- WHAT YOU HAVE TO DO
Give the lines below again exactly, starting with the line that holds "Target: row of solar panel" and going on through the line that holds "Target: solar panel".

Region pointing data:
[Start of Attachment]

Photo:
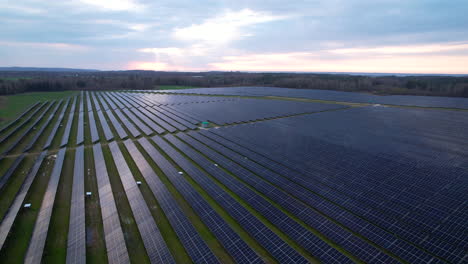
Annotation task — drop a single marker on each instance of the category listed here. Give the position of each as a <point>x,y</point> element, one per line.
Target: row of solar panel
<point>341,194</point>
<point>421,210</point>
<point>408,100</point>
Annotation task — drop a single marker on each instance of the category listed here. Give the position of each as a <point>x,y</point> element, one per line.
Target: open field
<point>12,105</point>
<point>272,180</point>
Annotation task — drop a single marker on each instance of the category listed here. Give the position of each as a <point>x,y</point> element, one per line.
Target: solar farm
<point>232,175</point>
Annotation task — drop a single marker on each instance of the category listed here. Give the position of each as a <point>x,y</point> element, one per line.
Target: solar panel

[End of Attachment]
[Start of Attachment]

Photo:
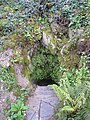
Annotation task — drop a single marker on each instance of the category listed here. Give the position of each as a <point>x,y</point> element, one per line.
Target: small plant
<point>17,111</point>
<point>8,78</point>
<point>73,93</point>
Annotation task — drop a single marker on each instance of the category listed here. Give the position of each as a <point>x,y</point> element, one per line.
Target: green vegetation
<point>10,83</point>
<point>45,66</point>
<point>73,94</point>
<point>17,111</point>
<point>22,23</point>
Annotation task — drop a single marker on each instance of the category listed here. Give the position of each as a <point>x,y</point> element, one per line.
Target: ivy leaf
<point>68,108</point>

[End of Attachment]
[Start of Attachment]

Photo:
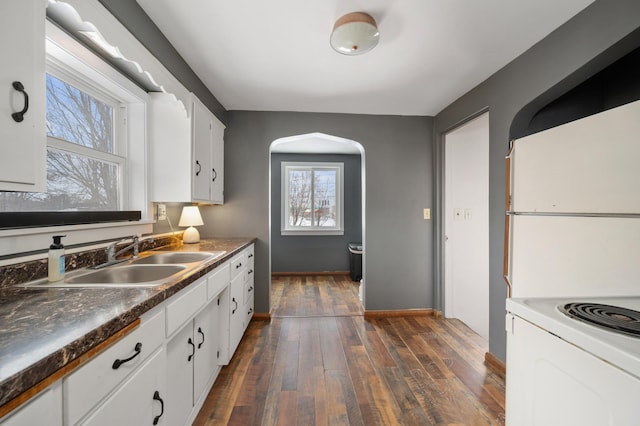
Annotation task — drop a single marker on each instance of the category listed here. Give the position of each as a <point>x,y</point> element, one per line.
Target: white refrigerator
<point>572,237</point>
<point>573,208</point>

[End of Attachment]

- ANSWER TO THE EXERCISE
Target: row of solar panel
<point>341,194</point>
<point>421,210</point>
<point>408,100</point>
Annotation task — drop a single marker on each instance of the category listed here. Give the position of each as a <point>x,y</point> element, one per line.
Target: open field
<point>12,105</point>
<point>272,180</point>
Annotation task — drop a single marker on each instance of the category listed here. Give the position of each as a <point>x,y</point> element, one per line.
Target: solar farm
<point>232,175</point>
Annotation task — drop a single marker on each instance of the category listed here. Give the position of each as a <point>x,y</point> element, one per line.
Target: solar panel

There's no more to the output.